**Task:**
Collect every line in the items below that contains the string "blue", treating uppercase and lowercase as different.

(Source records)
= = = = = = =

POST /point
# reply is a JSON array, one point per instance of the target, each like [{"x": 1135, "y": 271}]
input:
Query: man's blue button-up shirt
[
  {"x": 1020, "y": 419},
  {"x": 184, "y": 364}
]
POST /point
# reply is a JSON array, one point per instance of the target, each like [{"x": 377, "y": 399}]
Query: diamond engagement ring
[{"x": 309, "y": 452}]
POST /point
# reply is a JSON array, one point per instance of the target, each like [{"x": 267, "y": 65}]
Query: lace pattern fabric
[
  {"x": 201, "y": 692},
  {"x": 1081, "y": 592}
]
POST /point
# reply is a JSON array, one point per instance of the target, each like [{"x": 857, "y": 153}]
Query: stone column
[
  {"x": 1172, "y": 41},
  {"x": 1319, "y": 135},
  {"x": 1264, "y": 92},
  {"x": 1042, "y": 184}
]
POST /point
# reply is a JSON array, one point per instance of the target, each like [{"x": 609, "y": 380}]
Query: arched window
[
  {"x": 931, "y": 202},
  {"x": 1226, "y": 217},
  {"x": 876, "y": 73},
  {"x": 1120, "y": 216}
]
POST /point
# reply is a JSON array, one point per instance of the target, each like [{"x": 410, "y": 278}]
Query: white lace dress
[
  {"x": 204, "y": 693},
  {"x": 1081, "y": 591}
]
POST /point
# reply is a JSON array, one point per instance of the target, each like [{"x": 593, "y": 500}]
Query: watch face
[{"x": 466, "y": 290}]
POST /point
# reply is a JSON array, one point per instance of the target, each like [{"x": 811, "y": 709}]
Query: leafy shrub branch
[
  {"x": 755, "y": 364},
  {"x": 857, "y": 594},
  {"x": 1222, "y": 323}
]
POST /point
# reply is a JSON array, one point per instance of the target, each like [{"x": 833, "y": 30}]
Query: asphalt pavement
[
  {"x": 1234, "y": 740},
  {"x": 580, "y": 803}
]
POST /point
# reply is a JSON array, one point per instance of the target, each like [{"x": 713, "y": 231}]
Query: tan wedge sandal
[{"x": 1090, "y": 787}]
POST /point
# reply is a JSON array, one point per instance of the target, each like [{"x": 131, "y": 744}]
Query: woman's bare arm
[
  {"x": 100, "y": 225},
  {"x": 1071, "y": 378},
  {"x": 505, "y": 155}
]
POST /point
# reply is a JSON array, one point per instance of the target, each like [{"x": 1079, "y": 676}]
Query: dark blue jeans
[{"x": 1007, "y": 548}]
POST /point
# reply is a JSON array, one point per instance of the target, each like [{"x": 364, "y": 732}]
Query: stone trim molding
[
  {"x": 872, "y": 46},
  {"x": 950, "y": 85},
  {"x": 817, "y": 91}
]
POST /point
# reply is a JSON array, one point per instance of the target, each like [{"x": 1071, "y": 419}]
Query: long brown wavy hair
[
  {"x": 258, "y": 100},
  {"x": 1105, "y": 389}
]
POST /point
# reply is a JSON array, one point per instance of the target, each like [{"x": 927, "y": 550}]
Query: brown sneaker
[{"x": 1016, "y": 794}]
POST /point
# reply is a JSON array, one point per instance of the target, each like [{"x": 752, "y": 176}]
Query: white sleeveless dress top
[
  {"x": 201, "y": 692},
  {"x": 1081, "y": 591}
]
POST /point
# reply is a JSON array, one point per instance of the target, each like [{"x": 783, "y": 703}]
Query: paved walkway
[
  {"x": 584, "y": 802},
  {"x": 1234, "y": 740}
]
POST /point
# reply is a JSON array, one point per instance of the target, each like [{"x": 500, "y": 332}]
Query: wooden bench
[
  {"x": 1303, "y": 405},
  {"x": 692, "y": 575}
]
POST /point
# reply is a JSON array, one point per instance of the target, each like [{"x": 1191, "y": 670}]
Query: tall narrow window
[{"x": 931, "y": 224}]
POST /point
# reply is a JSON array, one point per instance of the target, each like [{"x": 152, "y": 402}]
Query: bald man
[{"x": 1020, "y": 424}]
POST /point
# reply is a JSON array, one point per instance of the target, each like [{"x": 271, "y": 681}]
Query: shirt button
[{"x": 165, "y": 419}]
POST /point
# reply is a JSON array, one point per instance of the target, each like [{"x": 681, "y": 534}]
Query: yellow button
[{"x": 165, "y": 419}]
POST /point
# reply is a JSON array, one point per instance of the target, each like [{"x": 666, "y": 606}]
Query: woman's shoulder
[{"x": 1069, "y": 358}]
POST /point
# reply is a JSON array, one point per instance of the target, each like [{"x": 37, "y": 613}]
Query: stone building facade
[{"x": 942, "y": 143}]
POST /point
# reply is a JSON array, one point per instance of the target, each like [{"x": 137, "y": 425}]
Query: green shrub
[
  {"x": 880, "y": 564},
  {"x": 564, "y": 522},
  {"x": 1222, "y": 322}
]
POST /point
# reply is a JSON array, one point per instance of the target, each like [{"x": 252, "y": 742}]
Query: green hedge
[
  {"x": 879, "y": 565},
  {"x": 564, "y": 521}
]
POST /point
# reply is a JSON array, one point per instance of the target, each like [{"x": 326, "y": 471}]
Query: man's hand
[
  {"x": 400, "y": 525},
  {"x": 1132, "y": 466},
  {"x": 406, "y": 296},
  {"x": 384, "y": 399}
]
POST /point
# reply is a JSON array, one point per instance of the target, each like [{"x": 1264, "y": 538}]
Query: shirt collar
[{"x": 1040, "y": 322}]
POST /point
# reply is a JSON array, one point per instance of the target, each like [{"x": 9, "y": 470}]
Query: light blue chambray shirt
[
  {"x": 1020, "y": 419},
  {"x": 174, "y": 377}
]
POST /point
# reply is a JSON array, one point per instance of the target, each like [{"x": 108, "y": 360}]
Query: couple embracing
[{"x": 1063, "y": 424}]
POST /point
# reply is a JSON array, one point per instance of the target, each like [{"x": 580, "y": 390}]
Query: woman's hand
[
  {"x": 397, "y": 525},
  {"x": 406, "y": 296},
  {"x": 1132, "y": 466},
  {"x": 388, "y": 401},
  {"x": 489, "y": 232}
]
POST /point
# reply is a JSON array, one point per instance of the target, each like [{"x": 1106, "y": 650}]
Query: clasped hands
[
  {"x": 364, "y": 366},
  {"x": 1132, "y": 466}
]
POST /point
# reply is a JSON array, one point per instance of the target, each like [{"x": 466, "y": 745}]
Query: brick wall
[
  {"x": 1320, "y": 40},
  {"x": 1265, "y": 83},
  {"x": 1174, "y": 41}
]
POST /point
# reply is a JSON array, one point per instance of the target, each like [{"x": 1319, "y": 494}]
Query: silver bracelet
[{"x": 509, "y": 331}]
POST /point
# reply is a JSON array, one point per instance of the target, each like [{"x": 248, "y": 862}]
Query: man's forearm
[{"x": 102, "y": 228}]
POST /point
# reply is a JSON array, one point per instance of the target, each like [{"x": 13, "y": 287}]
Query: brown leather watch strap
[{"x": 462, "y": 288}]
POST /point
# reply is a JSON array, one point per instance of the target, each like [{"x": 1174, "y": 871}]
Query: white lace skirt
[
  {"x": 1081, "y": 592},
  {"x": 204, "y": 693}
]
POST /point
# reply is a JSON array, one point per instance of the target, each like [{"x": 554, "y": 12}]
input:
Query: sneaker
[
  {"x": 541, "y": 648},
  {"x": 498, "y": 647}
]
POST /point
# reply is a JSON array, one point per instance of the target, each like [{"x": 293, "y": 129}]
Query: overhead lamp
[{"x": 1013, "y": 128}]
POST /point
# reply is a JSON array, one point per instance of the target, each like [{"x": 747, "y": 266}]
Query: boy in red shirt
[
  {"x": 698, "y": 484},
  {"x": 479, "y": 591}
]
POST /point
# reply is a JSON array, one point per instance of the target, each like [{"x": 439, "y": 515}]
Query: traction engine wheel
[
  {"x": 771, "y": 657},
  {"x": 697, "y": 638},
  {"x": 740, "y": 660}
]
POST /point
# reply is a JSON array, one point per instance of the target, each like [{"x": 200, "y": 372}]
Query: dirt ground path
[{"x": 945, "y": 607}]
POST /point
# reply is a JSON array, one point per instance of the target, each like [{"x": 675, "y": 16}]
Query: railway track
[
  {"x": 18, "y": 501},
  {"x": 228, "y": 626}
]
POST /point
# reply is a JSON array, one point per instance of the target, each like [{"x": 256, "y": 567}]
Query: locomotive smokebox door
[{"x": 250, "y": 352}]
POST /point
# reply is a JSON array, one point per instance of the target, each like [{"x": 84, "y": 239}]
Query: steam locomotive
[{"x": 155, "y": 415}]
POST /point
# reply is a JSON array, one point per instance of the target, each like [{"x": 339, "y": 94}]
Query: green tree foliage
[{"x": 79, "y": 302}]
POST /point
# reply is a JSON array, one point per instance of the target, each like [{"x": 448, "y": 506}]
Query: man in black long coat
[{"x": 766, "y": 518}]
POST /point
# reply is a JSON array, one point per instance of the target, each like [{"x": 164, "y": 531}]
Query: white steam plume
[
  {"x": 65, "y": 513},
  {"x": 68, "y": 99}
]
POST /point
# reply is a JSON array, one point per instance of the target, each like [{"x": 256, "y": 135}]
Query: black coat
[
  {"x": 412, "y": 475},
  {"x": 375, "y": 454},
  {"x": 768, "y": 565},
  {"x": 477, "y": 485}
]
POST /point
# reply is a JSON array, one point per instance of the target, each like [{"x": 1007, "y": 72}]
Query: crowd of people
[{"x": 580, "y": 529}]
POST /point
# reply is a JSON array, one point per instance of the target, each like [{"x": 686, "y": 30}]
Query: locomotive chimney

= = = = = = =

**Response to the exercise:**
Query: man's blue button-up shirt
Query: dark blue jeans
Query: light blue chambray shirt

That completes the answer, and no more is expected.